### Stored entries
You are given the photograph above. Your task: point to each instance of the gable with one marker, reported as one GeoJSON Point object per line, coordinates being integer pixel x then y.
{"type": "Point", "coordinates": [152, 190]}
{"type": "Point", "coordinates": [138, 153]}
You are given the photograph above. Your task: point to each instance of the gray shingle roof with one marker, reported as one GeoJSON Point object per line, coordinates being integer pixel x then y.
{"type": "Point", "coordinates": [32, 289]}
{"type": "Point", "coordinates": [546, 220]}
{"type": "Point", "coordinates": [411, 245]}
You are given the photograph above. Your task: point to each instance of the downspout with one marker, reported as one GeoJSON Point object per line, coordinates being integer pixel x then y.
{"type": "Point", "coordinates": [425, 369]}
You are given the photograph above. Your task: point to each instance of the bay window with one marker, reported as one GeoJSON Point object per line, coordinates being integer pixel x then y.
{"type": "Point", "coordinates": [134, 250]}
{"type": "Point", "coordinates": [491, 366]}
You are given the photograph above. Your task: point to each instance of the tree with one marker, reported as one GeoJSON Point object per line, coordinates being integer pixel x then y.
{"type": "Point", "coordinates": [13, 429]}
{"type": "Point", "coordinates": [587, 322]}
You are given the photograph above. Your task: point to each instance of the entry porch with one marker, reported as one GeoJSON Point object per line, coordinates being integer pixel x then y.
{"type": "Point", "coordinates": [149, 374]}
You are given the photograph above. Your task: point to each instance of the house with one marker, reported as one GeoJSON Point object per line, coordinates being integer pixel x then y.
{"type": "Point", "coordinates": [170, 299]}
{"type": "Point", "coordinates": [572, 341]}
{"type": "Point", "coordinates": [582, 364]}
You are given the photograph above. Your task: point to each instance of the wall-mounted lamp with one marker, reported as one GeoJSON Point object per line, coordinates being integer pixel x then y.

### What you should do
Print every record above exactly as it stands.

### Response to the task
You are given the photograph above. Your task: point to each instance of the gable with one marker, reported as one GeoJSON Point object per line, coordinates being integer pixel x then y.
{"type": "Point", "coordinates": [152, 190]}
{"type": "Point", "coordinates": [138, 153]}
You are given the photograph above. Your task: point to each instance of the gray shingle roof with one marker, reported as one GeoJSON Point object per line, coordinates being integer pixel x then y.
{"type": "Point", "coordinates": [32, 289]}
{"type": "Point", "coordinates": [546, 220]}
{"type": "Point", "coordinates": [411, 245]}
You are given the photograph above. Your task: point to each instance of the downspout with one marker, reported as one GeoJSON Point object per line, coordinates being integer pixel x then y.
{"type": "Point", "coordinates": [425, 369]}
You are given the photograph above. Your task: point to each instance of the bay window with one marker, reported as one GeoJSON Point object per line, coordinates being integer pixel x then y.
{"type": "Point", "coordinates": [134, 250]}
{"type": "Point", "coordinates": [491, 366]}
You are given the photograph above. Your task: point to each instance of the tree with one marker, reported as one GeoJSON Point object per line, coordinates being integer pixel x then y.
{"type": "Point", "coordinates": [13, 429]}
{"type": "Point", "coordinates": [587, 322]}
You are given the photograph above. Your task: point to each instance of the entry porch with one marker, reported as one GeoJSON Point object per line, coordinates being integer pixel x then y.
{"type": "Point", "coordinates": [149, 374]}
You are given the photograph above. Your task: point to each instance of the house with one marker, reported as one GeoJSON Point object per line, coordinates being integer pixel x then y.
{"type": "Point", "coordinates": [170, 299]}
{"type": "Point", "coordinates": [572, 341]}
{"type": "Point", "coordinates": [582, 364]}
You are given the photograph above. Your task: point to each instance of the wall-mounted lamp with one marker, reported as one GeoJSON Point object per line, coordinates being integer pixel x then y.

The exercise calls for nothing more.